TASK DESCRIPTION ->
Repeat exactly the lines from the one containing "task: segment the wooden armrest" through the last line of the records below, both included, and nothing else.
======
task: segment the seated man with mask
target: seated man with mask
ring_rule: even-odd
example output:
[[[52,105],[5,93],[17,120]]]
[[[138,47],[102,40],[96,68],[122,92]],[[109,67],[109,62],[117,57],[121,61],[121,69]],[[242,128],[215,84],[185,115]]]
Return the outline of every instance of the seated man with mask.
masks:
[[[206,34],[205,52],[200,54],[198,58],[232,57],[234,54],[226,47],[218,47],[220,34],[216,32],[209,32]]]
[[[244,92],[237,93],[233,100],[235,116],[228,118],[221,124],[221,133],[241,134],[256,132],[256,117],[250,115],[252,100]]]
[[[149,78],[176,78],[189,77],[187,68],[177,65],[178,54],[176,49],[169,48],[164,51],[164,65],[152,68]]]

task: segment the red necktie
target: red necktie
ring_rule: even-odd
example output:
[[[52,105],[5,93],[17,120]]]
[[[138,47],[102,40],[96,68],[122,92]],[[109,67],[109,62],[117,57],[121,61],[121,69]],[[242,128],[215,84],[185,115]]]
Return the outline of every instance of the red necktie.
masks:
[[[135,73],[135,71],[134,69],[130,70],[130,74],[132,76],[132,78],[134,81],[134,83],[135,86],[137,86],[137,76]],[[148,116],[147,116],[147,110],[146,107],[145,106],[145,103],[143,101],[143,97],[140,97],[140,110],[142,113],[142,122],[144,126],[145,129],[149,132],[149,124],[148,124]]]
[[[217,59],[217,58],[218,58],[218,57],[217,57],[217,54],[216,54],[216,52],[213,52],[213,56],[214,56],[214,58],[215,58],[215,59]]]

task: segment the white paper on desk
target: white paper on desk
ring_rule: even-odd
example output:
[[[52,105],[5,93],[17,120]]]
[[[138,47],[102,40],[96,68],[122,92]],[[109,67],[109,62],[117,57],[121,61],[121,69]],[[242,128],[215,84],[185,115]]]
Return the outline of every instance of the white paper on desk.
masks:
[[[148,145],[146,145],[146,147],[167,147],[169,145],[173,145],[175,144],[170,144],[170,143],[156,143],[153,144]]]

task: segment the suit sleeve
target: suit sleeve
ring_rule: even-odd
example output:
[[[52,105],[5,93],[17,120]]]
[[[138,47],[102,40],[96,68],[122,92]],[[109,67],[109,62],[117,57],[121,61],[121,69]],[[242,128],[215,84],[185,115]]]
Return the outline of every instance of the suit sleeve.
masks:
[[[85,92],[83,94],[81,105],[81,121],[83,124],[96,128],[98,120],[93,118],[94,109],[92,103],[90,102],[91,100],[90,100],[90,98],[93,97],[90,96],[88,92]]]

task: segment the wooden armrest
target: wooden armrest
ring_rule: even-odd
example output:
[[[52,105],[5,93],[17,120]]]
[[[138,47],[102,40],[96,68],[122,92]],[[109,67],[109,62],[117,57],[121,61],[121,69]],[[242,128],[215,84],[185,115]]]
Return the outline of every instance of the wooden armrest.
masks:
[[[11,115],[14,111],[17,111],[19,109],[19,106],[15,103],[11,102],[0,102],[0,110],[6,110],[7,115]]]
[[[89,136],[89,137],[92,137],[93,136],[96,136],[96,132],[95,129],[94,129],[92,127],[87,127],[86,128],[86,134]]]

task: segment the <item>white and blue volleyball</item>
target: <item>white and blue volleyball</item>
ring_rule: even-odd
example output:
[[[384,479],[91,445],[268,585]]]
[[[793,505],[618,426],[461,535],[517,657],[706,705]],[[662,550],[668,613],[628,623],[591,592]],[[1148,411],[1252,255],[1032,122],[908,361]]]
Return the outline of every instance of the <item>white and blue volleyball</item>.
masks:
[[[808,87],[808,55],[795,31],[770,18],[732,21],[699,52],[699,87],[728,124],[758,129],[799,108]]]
======
RESPONSE TO THIS TASK ->
task: segment the wooden armrest
target: wooden armrest
ring_rule: even-odd
example output:
[[[52,105],[5,93],[17,120]]]
[[[138,47],[102,40],[96,68],[122,92]],[[109,67],[109,62],[117,57],[121,61],[121,69]],[[242,128],[215,84],[185,115]]]
Return the outline of every instance of the wooden armrest.
masks:
[[[11,115],[14,111],[17,111],[19,109],[19,106],[15,103],[11,102],[0,102],[0,110],[6,110],[7,115]]]
[[[89,136],[89,137],[92,137],[93,136],[96,136],[96,132],[95,129],[94,129],[92,127],[87,127],[86,128],[86,134]]]

task: segment the <item>white and blue volleyball</item>
target: <item>white and blue volleyball</item>
ring_rule: even-odd
example output:
[[[384,479],[91,445],[268,585]]]
[[[793,505],[618,426],[461,535],[517,657],[706,705]],[[662,550],[668,613],[628,623],[591,592]],[[1148,411],[1252,255],[1032,122],[908,361]]]
Return the outline of every instance of the <item>white and blue volleyball</item>.
masks:
[[[808,87],[808,55],[795,31],[770,18],[732,21],[699,52],[699,87],[728,124],[758,129],[799,108]]]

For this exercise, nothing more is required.